BRIEF ▸
Reproduce all of the data exactly, with no line skipped.

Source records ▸
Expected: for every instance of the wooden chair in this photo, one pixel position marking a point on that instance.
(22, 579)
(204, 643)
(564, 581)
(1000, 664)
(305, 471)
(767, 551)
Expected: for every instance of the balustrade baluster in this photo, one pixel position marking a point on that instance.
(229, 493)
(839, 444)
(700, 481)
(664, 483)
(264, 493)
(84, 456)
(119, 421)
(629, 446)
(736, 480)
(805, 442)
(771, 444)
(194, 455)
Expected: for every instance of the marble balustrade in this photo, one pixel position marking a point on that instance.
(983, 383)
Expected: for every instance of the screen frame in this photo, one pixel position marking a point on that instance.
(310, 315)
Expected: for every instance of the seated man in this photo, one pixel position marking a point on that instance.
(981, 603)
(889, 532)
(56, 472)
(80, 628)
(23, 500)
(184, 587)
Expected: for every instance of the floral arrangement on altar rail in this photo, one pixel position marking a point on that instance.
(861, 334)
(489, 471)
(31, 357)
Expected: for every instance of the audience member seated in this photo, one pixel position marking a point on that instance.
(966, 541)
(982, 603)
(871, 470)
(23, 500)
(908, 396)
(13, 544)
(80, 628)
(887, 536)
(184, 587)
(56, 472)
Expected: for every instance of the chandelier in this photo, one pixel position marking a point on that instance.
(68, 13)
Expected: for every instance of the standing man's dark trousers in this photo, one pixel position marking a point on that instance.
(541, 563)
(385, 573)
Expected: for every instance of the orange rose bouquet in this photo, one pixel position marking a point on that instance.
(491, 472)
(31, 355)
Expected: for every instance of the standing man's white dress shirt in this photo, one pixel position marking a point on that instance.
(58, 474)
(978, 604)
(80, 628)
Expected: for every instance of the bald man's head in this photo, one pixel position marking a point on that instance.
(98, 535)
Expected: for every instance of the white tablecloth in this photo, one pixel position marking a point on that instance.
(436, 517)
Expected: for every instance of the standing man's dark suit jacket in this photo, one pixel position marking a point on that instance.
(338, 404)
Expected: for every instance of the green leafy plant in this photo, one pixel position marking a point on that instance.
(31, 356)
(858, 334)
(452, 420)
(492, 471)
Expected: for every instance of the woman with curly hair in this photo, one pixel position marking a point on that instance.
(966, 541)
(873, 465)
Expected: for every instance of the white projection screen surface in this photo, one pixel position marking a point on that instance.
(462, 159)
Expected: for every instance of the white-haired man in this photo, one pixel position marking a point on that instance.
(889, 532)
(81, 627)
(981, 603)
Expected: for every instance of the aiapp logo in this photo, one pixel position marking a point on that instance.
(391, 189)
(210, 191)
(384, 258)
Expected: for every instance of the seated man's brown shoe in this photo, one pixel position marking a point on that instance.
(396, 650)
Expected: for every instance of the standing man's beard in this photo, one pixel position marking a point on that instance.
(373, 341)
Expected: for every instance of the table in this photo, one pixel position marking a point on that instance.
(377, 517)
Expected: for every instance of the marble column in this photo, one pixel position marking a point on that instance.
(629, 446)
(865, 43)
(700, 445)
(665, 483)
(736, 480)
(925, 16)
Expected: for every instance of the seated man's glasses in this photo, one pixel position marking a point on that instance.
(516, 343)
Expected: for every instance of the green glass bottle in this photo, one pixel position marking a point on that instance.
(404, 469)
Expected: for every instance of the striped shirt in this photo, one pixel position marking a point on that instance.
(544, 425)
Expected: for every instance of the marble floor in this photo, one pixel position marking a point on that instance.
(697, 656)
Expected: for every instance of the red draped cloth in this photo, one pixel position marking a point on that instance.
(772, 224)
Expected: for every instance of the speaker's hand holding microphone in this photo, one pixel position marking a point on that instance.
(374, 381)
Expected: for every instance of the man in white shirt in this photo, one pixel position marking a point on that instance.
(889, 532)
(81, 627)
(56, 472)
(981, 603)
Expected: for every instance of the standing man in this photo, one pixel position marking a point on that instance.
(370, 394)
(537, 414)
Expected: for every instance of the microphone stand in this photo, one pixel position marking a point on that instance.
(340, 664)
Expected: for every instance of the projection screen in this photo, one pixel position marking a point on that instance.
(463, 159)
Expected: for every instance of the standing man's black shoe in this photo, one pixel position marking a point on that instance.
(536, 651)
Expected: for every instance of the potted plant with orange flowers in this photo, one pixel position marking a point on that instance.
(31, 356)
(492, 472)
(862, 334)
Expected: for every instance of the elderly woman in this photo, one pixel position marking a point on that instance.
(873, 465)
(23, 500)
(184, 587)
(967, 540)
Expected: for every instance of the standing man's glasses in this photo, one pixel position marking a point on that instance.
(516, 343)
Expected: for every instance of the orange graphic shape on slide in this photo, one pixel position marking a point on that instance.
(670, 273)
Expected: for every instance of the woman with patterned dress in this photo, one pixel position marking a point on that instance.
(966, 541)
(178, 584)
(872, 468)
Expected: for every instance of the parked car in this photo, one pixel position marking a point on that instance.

REPLY ▸
Expected: for every instance of the wooden chair in this photo, one pixel position marking a point on that instance.
(22, 579)
(204, 643)
(564, 581)
(1000, 664)
(305, 471)
(767, 551)
Expected: for every instance of the balustrade baluster in this photo, one pixel position marking a point on that instance.
(229, 493)
(839, 444)
(700, 481)
(664, 483)
(264, 493)
(84, 456)
(119, 421)
(629, 446)
(736, 480)
(805, 442)
(771, 444)
(194, 455)
Expected: for every instance of the marble balustrade in this photo, one pixel position marking a point on that instance.
(983, 383)
Expected: for every instance of the screen frame in this photo, one pixel position marking a point on that instance.
(310, 315)
Expected: for every instance of the seated man in this photo, one pixel position marking a point on that instance.
(981, 603)
(889, 532)
(56, 472)
(80, 628)
(23, 500)
(184, 587)
Expected: for every instance of the floral arrangement on altar rail in this photo, one pixel position marking a point on that instance.
(861, 334)
(489, 471)
(31, 357)
Expected: for every instance of the audience member seated in this photo, one pixel position marking a point on that instance.
(966, 541)
(982, 603)
(871, 470)
(23, 500)
(908, 396)
(13, 544)
(80, 628)
(887, 536)
(184, 587)
(56, 472)
Expected: for every instance of the chandelier in this photo, one pixel position marking a point on that instance.
(68, 13)
Expected: for every instance of the standing man's dark trousers in this photo, one pixel position marking a point on that instance.
(541, 563)
(385, 573)
Expected: for every instance of the orange rose bouquet in this photo, one pixel position marking a point on that instance.
(491, 472)
(31, 355)
Expected: for every instance of the standing man's white dress shirt in this photo, one pixel position marking a point on that instance.
(58, 474)
(978, 604)
(80, 628)
Expected: for every instance of the bald man's head in this photo, one pixel position marking a point on that instance.
(98, 535)
Expected: for every instance of the white tablecloth in this photo, one pixel position marking a point on that instance.
(436, 517)
Expected: for every instance of the standing man's dark suit jacket in this photo, one pixel position marking a point on that instance.
(338, 404)
Expected: for every instance of the green leafy plant in this photo, one pixel position marking a point on that instance.
(31, 356)
(858, 334)
(452, 420)
(492, 471)
Expected: for every instance of the woman with curly hair in this photo, one pixel position marking a point on that instance.
(966, 541)
(873, 465)
Expected: for every instance of the white projection screen surface in this photo, one pixel position marking a point on that instance.
(462, 159)
Expected: for every instance of the white-haired man in this photo, one pixel position marking a point on that instance.
(889, 532)
(81, 627)
(981, 603)
Expected: for every instance of the aiapp logo in this photo, one pixel position marking a point on that instance.
(391, 189)
(210, 191)
(384, 258)
Expected: for every instance of the seated man's brown shoe in this photo, one pixel position marking a point on that instance.
(396, 650)
Expected: for every instance of the standing man's beard in this photo, one pixel position marking a point on that instance.
(373, 341)
Expected: for every instance of the table in this photo, one pixel position marking a point on that instance.
(377, 517)
Expected: for every instance of the marble column in this photo, one pixel position marking a point on that instance.
(629, 446)
(865, 43)
(700, 445)
(665, 483)
(736, 480)
(925, 16)
Expected: for every instance of the seated man's glasses in this photo, one pixel position marking a point on that instance.
(516, 343)
Expected: for every instance of the green glass bottle in this photo, one pixel position marking a point on that instance.
(404, 469)
Expected: for every instance of the striped shirt in this photo, one pixel position marking a point on that instance.
(544, 425)
Expected: for every instance of the marble floor in this photo, one pixel position marking a point on that instance.
(697, 656)
Expected: for every instance of the red draped cloth in this photo, one pixel position marking a point on that instance.
(772, 224)
Expected: for every instance of the speaker's hand holding microphone in this photo, one pixel position marking a point on that instance.
(374, 381)
Expected: for every instance of the man in white shirt in this photo, one pixel position marking a point on that instance.
(889, 532)
(81, 627)
(56, 472)
(981, 603)
Expected: for every instance of the standing man in this photo, one pixel position marking a point on that instance.
(370, 394)
(537, 414)
Expected: for every instance of the microphone stand in this photo, one pixel position marking a point on that instance.
(340, 664)
Expected: for every instance of the projection screen in this photo, one pixel position marking a point on that instance.
(463, 159)
Expected: for every instance of the standing man's black shoe in this photo, one pixel position marking a point on that instance.
(536, 651)
Expected: for every instance of the potted plant with orange flowers in this photo, one pixel position marking a point on that instance.
(31, 356)
(492, 472)
(862, 334)
Expected: for every instance of the elderly woman in this photo, one pixel position marking a point on that instance.
(873, 465)
(23, 500)
(184, 587)
(967, 540)
Expected: for every instance of the standing man's glasses in this photo, one pixel position marking a point on that instance.
(516, 343)
Expected: for every instance of the orange graphic shape on slide in this photo, one pixel position marking a point on that instance.
(670, 273)
Expected: for every instance of the woman with patterned dress in this photo, one pixel position marking a point on that instance.
(966, 541)
(178, 584)
(872, 468)
Expected: for every instance of the parked car in this photo, one pixel position marking a point on that instance.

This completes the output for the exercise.